_取り組む課題_:
• A. 本文を読み、次の問いに答えてください。
(i) 生成後、各成型炭はどのような条件でどれくらいの期間天日に晒されたか。
(ii) 表中の数値の単位は何か。
(iii) 符号2は何を表すか。
• B. 次の各文が本文の内容と合うかどうかを「はい」か「いいえ」で答え、判断の根拠となる本文の語句をそのまま引用せよ。
(i) 比較例では、各試験例の成型炭のみに着火した。
(ii) NaClの割合が同じ場合、非晶質のほうが結晶質より香りが高かった。
(iii) 本発明は、食品を調理する炭に利用できる。

_本文_:
↓↓↓
前記木炭の粉粒状物に前記液体の他の一部および粘結剤を添加して更に、前記NaClの粒状物3を投入して混練する。前記混練した混合物を所定形状に成型して前記成型炭を得る。
【0025】
つぎに、本発明の効果を明瞭にするために、図1Bの表1に示す試験例1〜10についての試験結果を示す。
【0026】
まず、表1に示す数値を持つ本成型炭を前述の製造方法に近似した方法で生成した。なお、表中の数値の単位は重量部である。
生成後、各成型炭を晴天時に約10日間天日に晒した。
【0027】
つぎに、前記香り成分を有していない備長炭に着火して当該備長炭が赤くおこった後に、当該備長炭および前記成型炭1を七輪内に投入して前記七輪の上方で牛肉のロースを焼いて食べた。
【0028】
一方、比較例として、各試験例の成型炭のみに着火して、着火性を調べると共に、各試験例の成型炭が赤くおこった後に、牛肉を焼いて食べた。
【0029】
図1Bの表1において、前記結晶質のNaClの割合が木炭100重量部に対し8.0重量部以上になると着火性および燃焼性が低下し、本成型炭単体では着火しにくいなどの問題が生じる。
【0030】
また、試験例5と試験例10との比較から結晶質のNaClの方が燃焼性能が低下しにくいことが分かる。前記非晶質のNaClは木炭の微細な孔に入り込み、着火や燃焼を妨げるためであろう。
【0031】
一方、前記NaClの結晶の割合が木炭100重量部に対し0.2〜0.5重量部であると香りが肉につくものの、燃焼時に香りが不十分となる。
【0032】
また、NaClの割合が同じでも、結晶質の場合には非晶質に比べ香りが高かった。結晶が香りを閉じ込めるからであろうと推測される。
【産業上の利用可能性】
【0033】
本発明は、食品を調理する炭に利用できる。
【符号の説明】
【0034】
1:成型炭
2:粉粒状物
3:粒状物



【特許請求の範囲】
【請求項1】
木炭の粉粒状物を主成分とし、植物の香り成分を含有する塩化ナトリウムの粉状物および/または粒状物が前記木炭の粉粒状物に分散された状態で所定形状に成型された調理用の成型炭。
↑↑↑
_データ抜粋_:
↓↓↓
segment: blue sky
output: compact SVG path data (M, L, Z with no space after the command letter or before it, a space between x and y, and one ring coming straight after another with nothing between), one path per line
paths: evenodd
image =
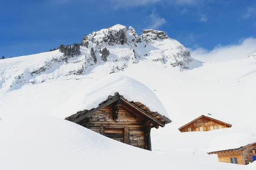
↑↑↑
_解答例_:
• A.
(i) 晴天時に約10日間
(ii) 重量部
(iii) 粉粒状物

• B.
(i) はい。「比較例として、各試験例の成型炭のみに着火して」
(ii) いいえ。「結晶質の場合には非晶質に比べ香りが高かった」
(iii) はい。「本発明は、食品を調理する炭に利用できる」